▶ **Instructions to follow**:
Recast the records, from the line containing "of the jersey" through the end of the records (both ends included), as a Markdown table with the columns Row and Line. Put a row number in Row and the line in Line, and leave out any blank lines.

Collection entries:
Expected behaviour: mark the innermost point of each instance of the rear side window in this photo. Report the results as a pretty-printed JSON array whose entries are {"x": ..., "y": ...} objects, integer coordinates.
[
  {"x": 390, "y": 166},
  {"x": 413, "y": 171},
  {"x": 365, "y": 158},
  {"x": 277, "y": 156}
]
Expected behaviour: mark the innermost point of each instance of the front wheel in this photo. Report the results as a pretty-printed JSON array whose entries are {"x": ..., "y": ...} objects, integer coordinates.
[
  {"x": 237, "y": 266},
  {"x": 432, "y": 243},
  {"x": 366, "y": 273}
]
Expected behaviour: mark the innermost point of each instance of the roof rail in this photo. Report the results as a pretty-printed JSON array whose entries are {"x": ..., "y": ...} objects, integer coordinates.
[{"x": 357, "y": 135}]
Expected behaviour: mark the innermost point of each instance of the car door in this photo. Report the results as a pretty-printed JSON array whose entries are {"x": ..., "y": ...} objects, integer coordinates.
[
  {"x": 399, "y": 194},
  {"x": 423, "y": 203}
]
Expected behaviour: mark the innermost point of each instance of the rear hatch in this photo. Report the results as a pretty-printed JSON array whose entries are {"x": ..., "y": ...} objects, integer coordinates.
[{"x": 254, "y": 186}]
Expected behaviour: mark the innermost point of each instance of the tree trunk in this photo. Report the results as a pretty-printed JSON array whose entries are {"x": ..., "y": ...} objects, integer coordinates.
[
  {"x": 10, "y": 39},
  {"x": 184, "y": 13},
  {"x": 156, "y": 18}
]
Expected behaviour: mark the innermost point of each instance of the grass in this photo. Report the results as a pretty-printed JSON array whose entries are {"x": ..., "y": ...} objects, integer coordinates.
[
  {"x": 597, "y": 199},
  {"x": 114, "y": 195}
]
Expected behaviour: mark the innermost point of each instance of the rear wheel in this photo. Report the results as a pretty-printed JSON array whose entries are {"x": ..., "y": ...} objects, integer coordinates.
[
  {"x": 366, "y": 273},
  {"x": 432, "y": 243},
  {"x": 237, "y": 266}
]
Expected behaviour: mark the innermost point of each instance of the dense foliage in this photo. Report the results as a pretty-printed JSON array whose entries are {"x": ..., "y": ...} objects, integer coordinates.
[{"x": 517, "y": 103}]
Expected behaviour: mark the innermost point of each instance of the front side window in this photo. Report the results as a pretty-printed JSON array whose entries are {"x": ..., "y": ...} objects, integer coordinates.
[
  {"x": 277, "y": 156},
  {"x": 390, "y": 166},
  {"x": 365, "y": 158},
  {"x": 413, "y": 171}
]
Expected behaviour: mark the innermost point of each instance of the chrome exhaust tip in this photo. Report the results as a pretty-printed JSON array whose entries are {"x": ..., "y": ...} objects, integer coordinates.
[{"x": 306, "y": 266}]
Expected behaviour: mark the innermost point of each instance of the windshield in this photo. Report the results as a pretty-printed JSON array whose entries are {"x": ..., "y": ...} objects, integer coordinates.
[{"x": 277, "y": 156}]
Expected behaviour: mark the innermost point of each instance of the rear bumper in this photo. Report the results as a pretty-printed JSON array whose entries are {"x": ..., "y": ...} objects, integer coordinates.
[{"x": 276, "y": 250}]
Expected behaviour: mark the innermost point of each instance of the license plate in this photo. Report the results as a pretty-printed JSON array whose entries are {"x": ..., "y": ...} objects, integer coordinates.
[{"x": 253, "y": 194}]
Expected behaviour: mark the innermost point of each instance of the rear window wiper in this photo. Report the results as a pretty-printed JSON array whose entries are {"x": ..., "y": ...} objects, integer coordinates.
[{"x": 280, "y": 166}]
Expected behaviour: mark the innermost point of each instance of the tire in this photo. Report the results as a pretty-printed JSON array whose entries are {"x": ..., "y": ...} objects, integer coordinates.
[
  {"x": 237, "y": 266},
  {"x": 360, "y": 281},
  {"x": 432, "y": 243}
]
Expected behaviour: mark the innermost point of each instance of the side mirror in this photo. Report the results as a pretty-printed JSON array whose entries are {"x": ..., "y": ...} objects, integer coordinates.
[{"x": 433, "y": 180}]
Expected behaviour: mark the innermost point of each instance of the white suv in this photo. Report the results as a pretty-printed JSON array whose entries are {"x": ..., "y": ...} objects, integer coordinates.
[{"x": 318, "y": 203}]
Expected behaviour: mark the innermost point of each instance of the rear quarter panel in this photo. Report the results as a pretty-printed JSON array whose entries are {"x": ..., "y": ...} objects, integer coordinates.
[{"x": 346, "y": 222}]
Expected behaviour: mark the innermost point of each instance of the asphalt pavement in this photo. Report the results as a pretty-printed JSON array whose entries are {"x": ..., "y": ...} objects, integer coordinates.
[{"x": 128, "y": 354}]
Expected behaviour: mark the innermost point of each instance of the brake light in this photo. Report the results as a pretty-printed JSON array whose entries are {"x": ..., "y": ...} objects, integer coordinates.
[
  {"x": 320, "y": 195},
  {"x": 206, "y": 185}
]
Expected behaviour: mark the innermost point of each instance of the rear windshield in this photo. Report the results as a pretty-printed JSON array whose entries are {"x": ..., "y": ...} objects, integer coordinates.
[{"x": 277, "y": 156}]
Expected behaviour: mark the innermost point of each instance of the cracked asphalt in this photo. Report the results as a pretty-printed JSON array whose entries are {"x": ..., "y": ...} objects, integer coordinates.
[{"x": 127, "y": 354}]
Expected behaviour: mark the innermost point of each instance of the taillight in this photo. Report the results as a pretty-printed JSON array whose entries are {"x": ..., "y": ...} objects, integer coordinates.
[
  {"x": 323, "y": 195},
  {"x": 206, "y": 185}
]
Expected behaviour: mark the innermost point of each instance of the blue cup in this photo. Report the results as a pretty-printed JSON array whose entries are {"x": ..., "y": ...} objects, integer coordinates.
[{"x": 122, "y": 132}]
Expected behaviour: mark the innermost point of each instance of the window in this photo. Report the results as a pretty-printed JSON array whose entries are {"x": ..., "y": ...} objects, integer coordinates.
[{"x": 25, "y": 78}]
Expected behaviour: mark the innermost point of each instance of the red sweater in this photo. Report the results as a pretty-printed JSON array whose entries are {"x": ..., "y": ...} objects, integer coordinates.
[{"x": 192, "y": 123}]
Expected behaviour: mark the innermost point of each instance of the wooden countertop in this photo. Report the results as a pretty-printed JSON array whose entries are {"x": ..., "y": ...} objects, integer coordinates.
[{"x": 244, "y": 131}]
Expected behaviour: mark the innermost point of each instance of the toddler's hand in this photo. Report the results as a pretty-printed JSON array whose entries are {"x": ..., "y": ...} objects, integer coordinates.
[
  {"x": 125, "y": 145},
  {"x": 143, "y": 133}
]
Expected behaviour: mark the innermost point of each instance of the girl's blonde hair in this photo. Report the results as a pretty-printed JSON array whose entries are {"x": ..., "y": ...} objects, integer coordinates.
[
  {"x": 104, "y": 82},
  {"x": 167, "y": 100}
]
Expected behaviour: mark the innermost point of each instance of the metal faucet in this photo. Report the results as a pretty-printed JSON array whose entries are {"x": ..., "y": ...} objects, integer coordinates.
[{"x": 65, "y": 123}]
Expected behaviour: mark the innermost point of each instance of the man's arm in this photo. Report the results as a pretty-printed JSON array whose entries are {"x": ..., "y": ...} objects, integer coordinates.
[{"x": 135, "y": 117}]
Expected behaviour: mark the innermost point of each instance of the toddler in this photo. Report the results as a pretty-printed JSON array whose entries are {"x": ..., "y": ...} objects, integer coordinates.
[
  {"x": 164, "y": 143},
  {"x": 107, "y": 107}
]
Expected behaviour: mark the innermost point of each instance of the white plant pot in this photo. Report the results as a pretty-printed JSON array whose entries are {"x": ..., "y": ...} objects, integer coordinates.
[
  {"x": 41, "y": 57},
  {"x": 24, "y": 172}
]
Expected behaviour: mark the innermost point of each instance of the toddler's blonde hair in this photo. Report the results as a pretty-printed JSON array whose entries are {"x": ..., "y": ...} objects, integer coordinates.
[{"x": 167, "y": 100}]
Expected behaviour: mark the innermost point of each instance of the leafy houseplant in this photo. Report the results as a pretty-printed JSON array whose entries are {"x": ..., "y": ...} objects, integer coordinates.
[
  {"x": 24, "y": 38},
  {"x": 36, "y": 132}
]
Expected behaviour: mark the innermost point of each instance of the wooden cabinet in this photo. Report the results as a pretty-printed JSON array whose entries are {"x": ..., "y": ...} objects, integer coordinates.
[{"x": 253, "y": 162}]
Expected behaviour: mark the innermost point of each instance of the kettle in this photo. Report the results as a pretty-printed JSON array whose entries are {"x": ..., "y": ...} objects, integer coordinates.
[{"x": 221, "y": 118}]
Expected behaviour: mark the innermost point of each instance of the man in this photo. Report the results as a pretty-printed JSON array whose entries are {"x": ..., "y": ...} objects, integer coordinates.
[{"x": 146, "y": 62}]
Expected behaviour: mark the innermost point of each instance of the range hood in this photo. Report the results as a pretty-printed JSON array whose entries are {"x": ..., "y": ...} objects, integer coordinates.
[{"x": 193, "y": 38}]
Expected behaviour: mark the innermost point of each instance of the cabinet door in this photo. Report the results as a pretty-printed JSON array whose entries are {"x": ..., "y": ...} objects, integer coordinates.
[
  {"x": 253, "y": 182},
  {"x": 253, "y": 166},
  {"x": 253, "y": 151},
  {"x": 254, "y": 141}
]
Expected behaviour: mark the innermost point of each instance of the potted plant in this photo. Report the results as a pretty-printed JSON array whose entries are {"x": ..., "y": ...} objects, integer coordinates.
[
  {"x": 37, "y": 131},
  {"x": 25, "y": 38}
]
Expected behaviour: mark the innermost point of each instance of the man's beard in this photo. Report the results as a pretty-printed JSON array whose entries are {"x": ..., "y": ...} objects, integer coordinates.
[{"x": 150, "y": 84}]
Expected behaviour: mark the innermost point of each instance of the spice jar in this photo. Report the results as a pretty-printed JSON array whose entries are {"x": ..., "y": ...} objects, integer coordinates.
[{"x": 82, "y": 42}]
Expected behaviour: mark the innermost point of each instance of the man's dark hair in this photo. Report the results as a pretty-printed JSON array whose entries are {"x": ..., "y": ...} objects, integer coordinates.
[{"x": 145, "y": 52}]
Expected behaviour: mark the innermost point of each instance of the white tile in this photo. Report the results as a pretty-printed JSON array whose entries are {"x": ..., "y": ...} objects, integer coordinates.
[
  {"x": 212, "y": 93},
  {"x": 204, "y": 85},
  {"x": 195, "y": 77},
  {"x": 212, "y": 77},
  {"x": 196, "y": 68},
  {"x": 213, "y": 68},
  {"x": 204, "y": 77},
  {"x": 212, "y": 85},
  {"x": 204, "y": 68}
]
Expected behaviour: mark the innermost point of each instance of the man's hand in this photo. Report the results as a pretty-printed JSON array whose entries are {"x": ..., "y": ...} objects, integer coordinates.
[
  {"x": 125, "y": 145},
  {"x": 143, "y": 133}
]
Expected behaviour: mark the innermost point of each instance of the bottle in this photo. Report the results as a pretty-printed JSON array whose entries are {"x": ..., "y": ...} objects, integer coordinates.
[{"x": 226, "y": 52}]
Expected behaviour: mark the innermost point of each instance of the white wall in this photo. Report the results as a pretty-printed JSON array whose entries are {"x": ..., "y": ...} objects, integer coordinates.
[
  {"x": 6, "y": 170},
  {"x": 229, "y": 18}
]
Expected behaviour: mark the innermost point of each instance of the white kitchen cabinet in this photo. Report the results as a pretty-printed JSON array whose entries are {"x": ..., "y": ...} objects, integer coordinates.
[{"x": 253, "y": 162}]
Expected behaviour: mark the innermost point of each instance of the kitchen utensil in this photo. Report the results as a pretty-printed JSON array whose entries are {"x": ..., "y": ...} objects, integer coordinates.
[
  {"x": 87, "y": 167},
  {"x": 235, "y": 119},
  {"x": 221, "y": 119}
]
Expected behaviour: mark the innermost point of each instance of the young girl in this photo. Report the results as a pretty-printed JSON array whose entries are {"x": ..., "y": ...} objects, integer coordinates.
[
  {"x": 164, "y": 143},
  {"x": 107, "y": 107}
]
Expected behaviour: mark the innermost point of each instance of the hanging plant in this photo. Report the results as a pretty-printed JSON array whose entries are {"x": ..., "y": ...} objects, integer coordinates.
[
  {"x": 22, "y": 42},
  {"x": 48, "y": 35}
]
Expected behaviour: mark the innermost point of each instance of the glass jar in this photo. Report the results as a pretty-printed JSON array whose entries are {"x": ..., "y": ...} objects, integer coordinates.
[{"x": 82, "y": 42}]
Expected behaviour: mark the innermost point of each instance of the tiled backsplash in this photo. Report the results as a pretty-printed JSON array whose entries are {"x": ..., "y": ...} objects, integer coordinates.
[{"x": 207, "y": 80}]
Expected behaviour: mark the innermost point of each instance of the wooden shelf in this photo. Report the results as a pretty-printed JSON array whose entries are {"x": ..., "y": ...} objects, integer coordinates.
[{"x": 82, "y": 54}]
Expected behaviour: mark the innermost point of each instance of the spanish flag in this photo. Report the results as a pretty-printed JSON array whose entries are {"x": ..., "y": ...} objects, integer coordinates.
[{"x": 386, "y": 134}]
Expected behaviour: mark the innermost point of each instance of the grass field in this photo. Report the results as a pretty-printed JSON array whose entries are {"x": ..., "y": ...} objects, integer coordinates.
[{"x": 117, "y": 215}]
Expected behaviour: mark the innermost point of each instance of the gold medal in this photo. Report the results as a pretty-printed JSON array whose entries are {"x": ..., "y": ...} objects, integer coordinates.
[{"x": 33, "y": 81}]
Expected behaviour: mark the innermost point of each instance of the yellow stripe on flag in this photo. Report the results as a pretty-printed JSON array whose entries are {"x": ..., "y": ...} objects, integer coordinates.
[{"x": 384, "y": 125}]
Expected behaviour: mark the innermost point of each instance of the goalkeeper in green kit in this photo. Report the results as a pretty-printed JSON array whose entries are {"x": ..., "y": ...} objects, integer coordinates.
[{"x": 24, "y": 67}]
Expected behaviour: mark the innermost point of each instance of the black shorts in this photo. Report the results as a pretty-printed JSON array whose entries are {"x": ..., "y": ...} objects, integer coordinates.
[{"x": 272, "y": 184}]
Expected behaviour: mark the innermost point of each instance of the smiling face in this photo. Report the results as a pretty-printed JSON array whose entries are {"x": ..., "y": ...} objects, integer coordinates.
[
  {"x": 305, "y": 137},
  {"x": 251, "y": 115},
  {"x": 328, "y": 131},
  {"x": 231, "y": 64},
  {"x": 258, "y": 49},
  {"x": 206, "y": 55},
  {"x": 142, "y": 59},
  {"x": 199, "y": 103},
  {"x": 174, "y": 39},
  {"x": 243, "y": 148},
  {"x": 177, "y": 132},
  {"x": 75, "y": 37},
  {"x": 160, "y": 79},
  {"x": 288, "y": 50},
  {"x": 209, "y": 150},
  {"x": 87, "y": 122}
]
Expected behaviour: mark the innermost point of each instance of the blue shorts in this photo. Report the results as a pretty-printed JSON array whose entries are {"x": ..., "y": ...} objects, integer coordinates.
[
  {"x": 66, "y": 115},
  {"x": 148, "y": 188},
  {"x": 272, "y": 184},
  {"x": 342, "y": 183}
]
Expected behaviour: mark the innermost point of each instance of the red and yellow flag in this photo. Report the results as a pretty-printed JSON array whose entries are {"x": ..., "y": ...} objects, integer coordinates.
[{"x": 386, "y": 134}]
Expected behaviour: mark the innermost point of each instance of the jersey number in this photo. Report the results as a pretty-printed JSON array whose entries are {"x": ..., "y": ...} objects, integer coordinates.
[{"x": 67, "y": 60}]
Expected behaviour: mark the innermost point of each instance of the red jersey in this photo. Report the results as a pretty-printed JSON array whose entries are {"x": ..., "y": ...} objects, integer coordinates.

▶ **Exercise solution**:
| Row | Line |
|---|---|
| 1 | Expected behaviour: mark the innermost point of each instance of the jersey number in this photo. Report the results as a pretty-printed JSON array whose entries are {"x": ..., "y": ...} objects, integer coordinates. |
| 2 | [{"x": 67, "y": 60}] |
| 3 | Expected behaviour: mark the innermost point of each instance of the red jersey in this photo. Report the results as a pretty-printed JSON array whose entries are {"x": ..., "y": ...} objects, integer coordinates. |